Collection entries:
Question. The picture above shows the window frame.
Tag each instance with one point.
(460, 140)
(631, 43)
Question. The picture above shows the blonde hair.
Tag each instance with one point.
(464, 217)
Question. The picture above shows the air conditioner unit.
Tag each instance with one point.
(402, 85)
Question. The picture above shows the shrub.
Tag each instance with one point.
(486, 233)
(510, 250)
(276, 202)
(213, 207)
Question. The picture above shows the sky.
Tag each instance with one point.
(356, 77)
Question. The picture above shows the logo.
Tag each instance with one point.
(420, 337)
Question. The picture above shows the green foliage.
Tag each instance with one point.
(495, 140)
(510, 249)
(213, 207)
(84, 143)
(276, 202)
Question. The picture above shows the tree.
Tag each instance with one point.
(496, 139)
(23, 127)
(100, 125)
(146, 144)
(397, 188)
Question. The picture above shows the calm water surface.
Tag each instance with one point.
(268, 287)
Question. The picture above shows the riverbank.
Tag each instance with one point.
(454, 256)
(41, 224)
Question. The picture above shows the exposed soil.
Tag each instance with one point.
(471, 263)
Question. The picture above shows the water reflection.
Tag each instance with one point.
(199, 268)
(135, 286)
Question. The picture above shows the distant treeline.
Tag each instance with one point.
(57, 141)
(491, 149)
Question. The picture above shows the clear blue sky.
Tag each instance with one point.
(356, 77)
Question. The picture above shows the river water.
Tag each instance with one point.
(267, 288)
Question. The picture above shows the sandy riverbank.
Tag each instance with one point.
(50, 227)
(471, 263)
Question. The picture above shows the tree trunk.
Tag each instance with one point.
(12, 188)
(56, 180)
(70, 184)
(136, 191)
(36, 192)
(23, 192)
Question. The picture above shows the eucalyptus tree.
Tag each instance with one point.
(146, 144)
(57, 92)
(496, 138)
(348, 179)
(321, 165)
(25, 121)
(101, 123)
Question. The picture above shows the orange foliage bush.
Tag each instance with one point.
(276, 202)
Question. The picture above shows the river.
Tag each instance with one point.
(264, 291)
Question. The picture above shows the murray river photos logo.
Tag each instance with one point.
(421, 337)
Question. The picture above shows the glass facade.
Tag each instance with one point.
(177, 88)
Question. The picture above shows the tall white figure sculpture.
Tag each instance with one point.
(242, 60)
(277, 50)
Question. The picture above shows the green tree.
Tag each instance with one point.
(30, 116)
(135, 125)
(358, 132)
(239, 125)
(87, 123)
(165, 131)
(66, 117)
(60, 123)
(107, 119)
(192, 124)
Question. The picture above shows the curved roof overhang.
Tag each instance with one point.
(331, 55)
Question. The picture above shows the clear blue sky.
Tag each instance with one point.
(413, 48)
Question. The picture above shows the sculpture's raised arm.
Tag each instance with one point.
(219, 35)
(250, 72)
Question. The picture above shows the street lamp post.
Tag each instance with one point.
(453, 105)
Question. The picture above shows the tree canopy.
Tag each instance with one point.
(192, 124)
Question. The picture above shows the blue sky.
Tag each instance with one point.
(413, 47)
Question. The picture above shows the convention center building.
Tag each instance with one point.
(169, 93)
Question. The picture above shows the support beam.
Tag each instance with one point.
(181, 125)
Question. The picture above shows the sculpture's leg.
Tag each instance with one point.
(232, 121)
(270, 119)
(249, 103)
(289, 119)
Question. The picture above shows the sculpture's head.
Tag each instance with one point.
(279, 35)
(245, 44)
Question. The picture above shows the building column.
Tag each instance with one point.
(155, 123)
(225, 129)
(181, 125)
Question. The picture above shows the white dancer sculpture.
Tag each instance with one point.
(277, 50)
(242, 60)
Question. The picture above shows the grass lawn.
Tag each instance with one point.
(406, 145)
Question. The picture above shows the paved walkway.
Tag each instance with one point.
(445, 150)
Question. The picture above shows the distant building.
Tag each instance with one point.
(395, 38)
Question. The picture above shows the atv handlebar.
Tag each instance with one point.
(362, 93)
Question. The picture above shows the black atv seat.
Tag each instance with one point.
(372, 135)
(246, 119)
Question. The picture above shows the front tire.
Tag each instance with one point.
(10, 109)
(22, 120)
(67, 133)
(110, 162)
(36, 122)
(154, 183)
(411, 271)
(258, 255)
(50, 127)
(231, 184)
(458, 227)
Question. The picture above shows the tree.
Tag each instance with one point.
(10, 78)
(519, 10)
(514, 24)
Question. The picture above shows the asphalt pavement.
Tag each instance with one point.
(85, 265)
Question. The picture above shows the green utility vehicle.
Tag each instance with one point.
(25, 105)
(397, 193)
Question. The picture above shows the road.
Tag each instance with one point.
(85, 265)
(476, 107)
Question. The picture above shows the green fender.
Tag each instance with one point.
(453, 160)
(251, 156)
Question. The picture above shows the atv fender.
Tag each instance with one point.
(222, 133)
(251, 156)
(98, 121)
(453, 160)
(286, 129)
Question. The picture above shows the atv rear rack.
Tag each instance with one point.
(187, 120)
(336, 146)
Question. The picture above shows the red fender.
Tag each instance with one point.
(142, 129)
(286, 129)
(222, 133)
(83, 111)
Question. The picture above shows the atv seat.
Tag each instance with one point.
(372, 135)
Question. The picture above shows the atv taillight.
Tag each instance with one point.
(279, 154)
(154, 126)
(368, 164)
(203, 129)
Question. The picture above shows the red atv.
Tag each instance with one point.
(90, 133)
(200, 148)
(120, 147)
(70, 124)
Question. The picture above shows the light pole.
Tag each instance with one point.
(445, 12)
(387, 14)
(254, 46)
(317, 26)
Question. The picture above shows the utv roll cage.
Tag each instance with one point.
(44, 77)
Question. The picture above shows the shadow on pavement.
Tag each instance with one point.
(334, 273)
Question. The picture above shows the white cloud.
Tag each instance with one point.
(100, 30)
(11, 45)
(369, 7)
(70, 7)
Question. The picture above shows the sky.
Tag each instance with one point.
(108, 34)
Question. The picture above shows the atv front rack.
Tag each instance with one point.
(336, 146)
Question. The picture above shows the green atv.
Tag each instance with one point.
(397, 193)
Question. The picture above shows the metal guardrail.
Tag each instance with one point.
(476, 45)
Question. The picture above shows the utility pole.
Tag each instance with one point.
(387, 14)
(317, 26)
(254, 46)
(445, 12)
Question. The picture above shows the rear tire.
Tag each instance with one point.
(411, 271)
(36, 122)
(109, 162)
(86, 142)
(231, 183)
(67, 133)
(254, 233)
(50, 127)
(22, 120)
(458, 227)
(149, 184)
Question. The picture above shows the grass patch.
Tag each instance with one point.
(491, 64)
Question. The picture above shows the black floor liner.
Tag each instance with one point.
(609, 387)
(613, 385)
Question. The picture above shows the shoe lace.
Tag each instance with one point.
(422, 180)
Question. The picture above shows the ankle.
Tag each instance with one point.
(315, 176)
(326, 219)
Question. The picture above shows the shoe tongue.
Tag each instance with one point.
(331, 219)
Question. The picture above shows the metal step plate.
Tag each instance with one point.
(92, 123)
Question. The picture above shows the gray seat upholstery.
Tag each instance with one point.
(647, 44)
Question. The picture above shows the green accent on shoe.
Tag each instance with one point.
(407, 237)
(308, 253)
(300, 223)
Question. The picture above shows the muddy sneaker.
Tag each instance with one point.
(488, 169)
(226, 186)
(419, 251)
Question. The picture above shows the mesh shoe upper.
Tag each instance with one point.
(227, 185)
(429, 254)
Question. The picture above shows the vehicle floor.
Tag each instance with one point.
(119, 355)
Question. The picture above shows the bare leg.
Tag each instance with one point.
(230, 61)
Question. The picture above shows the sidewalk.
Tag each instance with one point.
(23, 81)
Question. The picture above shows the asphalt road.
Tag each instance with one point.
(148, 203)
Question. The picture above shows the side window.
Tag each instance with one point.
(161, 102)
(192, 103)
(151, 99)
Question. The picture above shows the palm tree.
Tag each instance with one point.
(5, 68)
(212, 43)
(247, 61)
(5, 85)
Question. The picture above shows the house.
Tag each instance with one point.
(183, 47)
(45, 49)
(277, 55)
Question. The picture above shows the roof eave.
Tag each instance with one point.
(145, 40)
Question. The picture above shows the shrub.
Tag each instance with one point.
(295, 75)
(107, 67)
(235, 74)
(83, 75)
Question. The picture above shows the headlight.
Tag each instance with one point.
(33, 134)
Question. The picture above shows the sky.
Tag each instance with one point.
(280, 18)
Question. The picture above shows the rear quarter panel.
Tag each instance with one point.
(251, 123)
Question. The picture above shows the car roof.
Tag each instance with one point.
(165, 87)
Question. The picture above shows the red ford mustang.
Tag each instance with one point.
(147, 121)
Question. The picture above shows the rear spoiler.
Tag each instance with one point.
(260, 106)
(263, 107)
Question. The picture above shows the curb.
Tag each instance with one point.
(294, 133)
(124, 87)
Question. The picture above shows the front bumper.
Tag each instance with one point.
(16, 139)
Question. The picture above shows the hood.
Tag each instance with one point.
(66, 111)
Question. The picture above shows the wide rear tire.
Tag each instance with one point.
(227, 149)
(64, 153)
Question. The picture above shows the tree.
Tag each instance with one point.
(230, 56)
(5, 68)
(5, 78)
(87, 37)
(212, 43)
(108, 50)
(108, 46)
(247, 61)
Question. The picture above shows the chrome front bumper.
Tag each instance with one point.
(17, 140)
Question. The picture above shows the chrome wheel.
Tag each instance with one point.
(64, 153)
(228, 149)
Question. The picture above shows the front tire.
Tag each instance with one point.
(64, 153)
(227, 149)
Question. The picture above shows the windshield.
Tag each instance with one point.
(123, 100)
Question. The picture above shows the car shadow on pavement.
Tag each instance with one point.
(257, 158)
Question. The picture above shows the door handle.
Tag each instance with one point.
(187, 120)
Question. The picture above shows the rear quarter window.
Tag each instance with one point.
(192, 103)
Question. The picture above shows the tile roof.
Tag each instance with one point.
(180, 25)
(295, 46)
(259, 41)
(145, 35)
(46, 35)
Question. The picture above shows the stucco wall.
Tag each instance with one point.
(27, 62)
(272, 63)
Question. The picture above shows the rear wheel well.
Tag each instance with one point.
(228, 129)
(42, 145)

> [TASK PROMPT]: Take the line that contains "Question. The picture above shows the hood." and each line after it down to the last of the records, and retype them exactly; add nothing else.

> [TASK ANSWER]:
Question. The picture above shows the hood.
Tag each instance with one point.
(66, 111)
Question. The picture above shows the wide rear tire.
Tag each instance with one point.
(227, 149)
(64, 153)
Question. The picture above shows the tree.
Tag each instance with one point.
(230, 56)
(5, 68)
(5, 78)
(87, 37)
(212, 43)
(108, 50)
(108, 46)
(247, 61)
Question. The picture above shows the chrome front bumper.
Tag each instance with one point.
(17, 140)
Question. The picture above shows the chrome wheel.
Tag each instance with one point.
(64, 153)
(228, 149)
Question. The picture above shows the front tire.
Tag each instance with one point.
(64, 153)
(227, 149)
Question. The picture above shows the windshield.
Tag each instance with one point.
(123, 100)
Question. The picture above shows the car shadow on pavement.
Tag each instance with one point.
(257, 158)
Question. The picture above shows the door handle.
Tag each instance with one point.
(187, 120)
Question. The picture above shows the rear quarter window.
Tag each instance with one point.
(192, 103)
Question. The picture above shows the tile roof.
Tag each instance with one point.
(180, 25)
(295, 46)
(259, 41)
(145, 35)
(46, 35)
Question. The picture above shows the stucco wall.
Tag each instance with one point.
(27, 62)
(272, 63)
Question. The picture above shows the rear wheel well.
Tag each instance with one point.
(228, 129)
(42, 145)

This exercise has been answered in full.